* [Fragmento original]:
----------------

6.11.11

A mi padre siempre le gustó el box. Yo no entendía por qué se ensimismaba viendo a dos hombres pelear con los puños envueltos. Me preguntaba "¿a cuál le vas?" y yo siempre elegía el boxeador con los mejores pantaloncillos: nunca acertaba. "Va a perder" me decía mi padre, y siempre tenía razón.

Todos lo sábados lo veía sentarse frente al televisor con una cerveza Corona. En ocasiones gritaba improperios. En otras sólo observaba, callado, analizando los movimientos pugilísticos. Yo sólo veía a dos changos darse con todo y me fastidiaba estar viendo una pelea cuando podíamos ver una película. ¿Para qué tener tele de paga si solo ve el box?, me preguntaba. Pero, aún así, eran momentos que apreciaba. Estar a su lado, momentos íntimos que compartíamos, nadie más se sentaba a ver el ring con él. Ni su esposa, ni su amante, ni ninguna de sus cinco hijas. Sólo yo. El y yo viendo a dos boxeadores darse de trancazos.

----------------

* [Material de origen]:

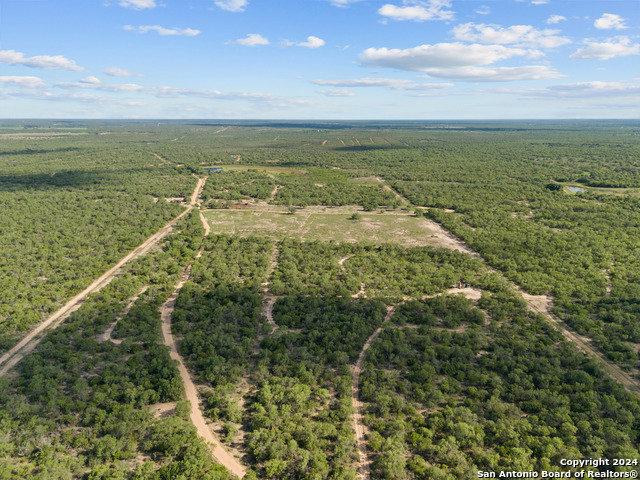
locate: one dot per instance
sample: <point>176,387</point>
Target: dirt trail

----------------

* [Tareas requeridas]:
A: Responde con base en el texto sobre el box:
(i) ¿Qué boxeador elegía siempre quien narra cuando el padre le preguntaba a cuál le iba?
(ii) ¿Qué cerveza tenía el padre al sentarse frente al televisor los sábados?
(iii) ¿Cuántas hijas tenía el padre?
B: Transcribe sin cambios el fragmento del texto sobre el box que comienza en las palabras "A mi padre siempre" y termina después de "siempre tenía razón.".

* [Soluciones]:
A:
(i) El boxeador con los mejores pantaloncillos.
(ii) Una cerveza Corona.
(iii) Cinco.

B:
A mi padre siempre le gustó el box. Yo no entendía por qué se ensimismaba viendo a dos hombres pelear con los puños envueltos. Me preguntaba "¿a cuál le vas?" y yo siempre elegía el boxeador con los mejores pantaloncillos: nunca acertaba. "Va a perder" me decía mi padre, y siempre tenía razón.